▶ _Задания_
(1) Переведите на английский язык предложение из текста о Татлине: «Любовь к морю у Татлина - на всю жизнь».
(2) Куда, согласно тексту о Татлине, он сбежал из дома в 13 лет?

Владимир Евграфович Татлин (1885-1953) отнюдь не был «приятным во всех отношениях» человеком. Детские годы, полные истерии и паранойи, необузданности и эгоистичности, давления авторитарного папаши, явили собой классическую иллюстрацию к пресловутому комплексу Эдипа, открытому  Фрейда. Тем удивительнее последующая метаморфоза мальчика со столь тяжелым психологическим грузом в одного из главных лидеров русского авангарда.

В 13 лет Татлин сбегает из дома в Одессу, нанимается юнгой на корабль, с которым посещает Турцию. Вернувшись, заканчивает Одесское училище торгового мореплавания, служит некоторое время на парусном судне. Любовь к морю у Татлина - на всю жизнь. Будучи уже известным художником, он периодически нанимается на лето матросом, познает мир.

Художественное образование он получает в Московском училище живописи, ваяния и зодчества, из которого его вскоре отчисляют «за неуспеваемость и неодобрительное поведение», и Пензенском художественном училище. Позже, осев в Москве, сближается с группировками Бубновый валет и Ослиный хвост, ненадолго заводит дружбу с одним из их лидеров Михаилом Ларионовым. После ссоры с ним сближается с Казимиром Малевичем.

В 1914 году Татлин участвует в кустарной выставке в Париже, изображая слепого бандуриста - на бандуре он играл действительно хорошо. Заодно посещает мастерскую Пабло Пикассо, после чего.

... в Москву возвращается совершенно новый Татлин. Кубистические коллажи Пикассо, в которых традиционная работа кистью и краской сведена к минимуму, так потрясают Татлина, что он принципиально перестает писать картины. Тогда же он порывает с Малевичем, обзаводится собственными учениками, среди которых архитекторы братья Веснины. Отныне титаны авангарда – непримиримые соперники и даже враги.

Отказавшись от живописи, В. Татлин создает из различных материалов рельефы. Если до Татлина искусство изображало предмет, то теперь оно стало самим предметом. Но Татлин идет еще дальше: уничтожает плоскость, как последний элемент традиционного искусства. Так появляется серия контррельефов.

Остается последний шаг к изобретению конструктивизма, и Татлин делает его сразу после большевистской революции. Как и почти все авангардисты, революцию Татлин принимает безоговорочно. Цели художника и цели революции тождественны, и Татлин яростно борется с «реакционным» искусством, выдвинув лозунг «Ни к старому, ни к новому, а к нужному!».

Конструктивизм – искусство предельно утилитарное: художник должен не «бесполезные картинки мазать», но создавать нужные объекты. От трусов до Дворца Советов. Формирующие ареал обитания человека. Целесеобразные. Простые. С использованием достижений науки и техники. И тогда среда поменяет сознание человека, и появится Новый Человек - советский/коммунистический!

Модель башни Татлина, 1919 год.

Отдаленное сходство с Вавилонской башней

П. Брейгеля добавляет утопическому

пафосу «Памятника» оттенок богоборчества.


Агитповозка с макетом башни Татлина

на площади Урицкого в Ленинграде

1 мая 1925 года.

▶ _Выдержки из строк_
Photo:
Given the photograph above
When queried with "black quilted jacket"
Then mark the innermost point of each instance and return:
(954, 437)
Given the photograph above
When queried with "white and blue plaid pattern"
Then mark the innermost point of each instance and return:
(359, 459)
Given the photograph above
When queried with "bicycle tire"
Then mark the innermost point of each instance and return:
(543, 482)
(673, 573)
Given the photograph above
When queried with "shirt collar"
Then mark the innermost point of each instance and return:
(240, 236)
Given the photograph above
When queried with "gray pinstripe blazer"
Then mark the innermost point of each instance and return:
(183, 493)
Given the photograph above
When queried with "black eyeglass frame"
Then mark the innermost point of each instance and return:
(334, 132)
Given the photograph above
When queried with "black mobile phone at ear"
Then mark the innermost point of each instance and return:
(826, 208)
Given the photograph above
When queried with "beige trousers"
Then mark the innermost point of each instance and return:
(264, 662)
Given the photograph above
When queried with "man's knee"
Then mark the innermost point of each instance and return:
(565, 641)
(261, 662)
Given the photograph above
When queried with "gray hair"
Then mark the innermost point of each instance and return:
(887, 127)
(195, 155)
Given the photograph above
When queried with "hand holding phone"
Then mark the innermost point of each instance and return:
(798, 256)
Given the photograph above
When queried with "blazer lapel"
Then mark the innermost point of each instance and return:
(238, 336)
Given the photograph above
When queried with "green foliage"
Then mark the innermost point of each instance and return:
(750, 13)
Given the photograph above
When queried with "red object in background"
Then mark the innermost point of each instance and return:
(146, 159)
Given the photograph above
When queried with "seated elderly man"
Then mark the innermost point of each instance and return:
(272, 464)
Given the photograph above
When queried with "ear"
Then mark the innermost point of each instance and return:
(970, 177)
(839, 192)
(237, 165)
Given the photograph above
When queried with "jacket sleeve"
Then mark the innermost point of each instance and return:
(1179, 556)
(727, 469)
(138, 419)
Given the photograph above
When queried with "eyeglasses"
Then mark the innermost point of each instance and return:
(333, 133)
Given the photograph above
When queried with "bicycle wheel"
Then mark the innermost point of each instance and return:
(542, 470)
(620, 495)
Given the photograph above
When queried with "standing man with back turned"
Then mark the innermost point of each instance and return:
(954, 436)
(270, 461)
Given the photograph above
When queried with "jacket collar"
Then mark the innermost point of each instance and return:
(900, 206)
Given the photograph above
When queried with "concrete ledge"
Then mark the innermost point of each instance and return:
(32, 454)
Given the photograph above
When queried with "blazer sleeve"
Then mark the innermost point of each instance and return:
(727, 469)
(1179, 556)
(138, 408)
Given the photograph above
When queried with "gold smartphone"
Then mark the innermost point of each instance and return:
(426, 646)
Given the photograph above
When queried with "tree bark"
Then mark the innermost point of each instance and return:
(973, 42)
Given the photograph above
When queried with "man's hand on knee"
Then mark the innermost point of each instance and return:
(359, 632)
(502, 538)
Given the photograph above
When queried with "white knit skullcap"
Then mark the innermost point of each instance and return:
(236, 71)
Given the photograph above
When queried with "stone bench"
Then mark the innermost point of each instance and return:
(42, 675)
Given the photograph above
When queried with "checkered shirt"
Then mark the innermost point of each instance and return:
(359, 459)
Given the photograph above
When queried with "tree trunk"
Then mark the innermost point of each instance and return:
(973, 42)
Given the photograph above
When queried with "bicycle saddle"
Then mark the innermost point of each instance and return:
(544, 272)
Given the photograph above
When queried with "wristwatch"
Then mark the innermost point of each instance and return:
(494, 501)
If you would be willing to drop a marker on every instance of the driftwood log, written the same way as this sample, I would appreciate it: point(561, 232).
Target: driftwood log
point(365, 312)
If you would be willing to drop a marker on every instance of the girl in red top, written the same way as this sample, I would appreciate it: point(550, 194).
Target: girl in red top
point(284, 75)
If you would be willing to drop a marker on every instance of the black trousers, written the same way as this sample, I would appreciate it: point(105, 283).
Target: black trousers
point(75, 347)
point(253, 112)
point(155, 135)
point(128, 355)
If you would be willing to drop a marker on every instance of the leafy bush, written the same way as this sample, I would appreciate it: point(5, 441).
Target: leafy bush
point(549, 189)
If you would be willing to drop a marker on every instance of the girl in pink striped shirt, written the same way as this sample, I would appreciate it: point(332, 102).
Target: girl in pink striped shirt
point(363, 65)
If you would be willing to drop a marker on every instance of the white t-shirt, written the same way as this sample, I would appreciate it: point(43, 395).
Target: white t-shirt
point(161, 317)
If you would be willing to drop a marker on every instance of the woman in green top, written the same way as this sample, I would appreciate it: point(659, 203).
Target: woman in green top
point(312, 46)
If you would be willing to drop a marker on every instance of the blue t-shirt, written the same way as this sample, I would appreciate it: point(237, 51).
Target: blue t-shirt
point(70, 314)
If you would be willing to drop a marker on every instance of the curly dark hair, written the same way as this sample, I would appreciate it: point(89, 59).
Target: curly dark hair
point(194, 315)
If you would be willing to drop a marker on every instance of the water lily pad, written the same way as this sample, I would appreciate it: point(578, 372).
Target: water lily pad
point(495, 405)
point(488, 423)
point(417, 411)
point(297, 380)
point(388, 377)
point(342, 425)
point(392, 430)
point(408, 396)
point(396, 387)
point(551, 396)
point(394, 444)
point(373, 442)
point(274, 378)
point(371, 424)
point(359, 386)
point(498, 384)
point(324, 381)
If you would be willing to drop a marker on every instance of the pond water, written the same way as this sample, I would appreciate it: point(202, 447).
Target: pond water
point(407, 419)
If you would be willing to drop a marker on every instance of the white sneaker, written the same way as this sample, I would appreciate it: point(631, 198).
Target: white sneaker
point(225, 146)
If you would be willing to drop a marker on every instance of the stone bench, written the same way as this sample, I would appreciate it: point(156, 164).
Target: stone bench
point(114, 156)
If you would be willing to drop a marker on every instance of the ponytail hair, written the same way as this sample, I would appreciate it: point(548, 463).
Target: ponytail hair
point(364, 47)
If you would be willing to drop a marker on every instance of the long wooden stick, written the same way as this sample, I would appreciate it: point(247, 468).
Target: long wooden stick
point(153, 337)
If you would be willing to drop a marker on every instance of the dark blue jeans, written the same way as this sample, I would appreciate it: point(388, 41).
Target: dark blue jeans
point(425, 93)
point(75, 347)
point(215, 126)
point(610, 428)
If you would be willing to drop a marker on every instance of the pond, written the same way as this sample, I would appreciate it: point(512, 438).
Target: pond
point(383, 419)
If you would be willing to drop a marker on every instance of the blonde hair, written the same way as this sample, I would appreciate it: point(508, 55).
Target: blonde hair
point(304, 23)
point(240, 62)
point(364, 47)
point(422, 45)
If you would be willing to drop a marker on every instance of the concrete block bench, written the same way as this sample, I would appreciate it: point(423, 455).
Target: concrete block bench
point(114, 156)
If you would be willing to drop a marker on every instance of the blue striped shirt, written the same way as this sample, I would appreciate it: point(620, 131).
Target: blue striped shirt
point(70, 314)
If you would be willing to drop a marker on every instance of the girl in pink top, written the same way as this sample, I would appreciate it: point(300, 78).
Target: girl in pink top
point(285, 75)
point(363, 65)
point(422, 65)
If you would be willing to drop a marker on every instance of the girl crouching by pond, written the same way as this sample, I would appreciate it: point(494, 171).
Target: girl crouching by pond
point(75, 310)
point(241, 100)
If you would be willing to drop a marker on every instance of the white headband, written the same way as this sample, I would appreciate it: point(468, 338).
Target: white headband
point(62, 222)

▶ _Ответы_
(1) Tatlin's love of the sea lasted his whole life.

(2) В Одессу.